= Problems to work on =
1. In the passage on Endosulfan, how many new chemicals did the last meeting of the conference of parties decide to list?
2. Transcribe the passage on Endosulfan from "The draft adds" to "at different stages.".

= Document =
Apparently anticipating division, it further says that decisions of the conference of parties and its subsidiary bodies must be by consensus and not by voting. Taking decisions on substantive matters by vote is clearly inconsistent with the Convention's text. Further this would set a bad precedent, undermining the cooperative character of the Convention.
The draft adds that the decisions taken under the Convention should be within the overarching framework of sustainable development. Principles such as transparency have not been adhered to and there have been serious procedural violations in the deliberations of the Review Committee recommending listing of Endosulfan (for ban). Substantive issues raised by several parties were ignored at different stages.
The Committee is required to suggest alternatives, taking into consideration technical feasibility, costs and socio-economic considerations. However, adequate data for a large number of proposed alternatives was not provided.
The last meeting of conference of parties has decided to list nine new chemicals (for ban). However, a concrete solution to the issue of adequate financial assistance is yet to be found. “It is important to resolve the issue before adding new chemicals.”
It goes on to say that the conference may decide to comprehensively address the issues regarding the decision-making process and issues of technical and financial assistance. “An inter-sessional mechanism may be established for this purpose which can report to the next conference enabling it to take a decision on the issue of listing Endosulfan and other related matters.”

= Information shown =
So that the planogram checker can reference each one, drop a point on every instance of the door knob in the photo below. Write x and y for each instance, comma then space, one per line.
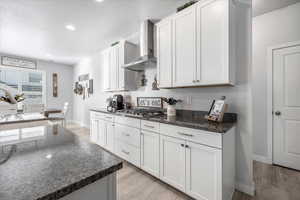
277, 113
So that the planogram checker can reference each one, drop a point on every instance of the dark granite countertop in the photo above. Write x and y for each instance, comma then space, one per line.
20, 118
49, 162
189, 119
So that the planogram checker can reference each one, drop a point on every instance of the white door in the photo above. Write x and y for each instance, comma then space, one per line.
213, 42
102, 141
114, 68
94, 130
150, 152
164, 53
286, 107
110, 134
172, 161
184, 48
203, 172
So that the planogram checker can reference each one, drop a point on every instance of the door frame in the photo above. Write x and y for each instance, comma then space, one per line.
270, 95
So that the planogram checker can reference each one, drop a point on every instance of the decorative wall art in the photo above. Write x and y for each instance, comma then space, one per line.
84, 86
18, 62
55, 84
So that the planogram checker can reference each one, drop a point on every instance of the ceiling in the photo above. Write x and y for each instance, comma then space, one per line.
36, 28
263, 6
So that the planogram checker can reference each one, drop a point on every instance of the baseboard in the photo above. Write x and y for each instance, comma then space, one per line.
245, 188
262, 159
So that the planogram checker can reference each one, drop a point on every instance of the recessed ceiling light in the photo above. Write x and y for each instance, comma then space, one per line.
70, 27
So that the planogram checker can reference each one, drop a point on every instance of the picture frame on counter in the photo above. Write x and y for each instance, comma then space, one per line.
18, 62
150, 102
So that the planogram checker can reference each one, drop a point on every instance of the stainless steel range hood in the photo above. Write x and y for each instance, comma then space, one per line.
146, 48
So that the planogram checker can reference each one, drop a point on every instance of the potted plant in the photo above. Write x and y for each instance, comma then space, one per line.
171, 111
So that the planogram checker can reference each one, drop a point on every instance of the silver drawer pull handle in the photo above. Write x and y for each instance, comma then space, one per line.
185, 134
126, 134
148, 126
126, 152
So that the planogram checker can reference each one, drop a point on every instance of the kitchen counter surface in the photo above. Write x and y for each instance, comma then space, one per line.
189, 119
49, 162
20, 118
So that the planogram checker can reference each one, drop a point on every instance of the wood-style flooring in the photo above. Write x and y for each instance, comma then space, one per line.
271, 182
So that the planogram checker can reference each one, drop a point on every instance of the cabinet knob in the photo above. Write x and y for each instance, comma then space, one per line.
277, 113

= Results in order =
1. Nine new chemicals.

2.
The draft adds that the decisions taken under the Convention should be within the overarching framework of sustainable development. Principles such as transparency have not been adhered to and there have been serious procedural violations in the deliberations of the Review Committee recommending listing of Endosulfan (for ban). Substantive issues raised by several parties were ignored at different stages.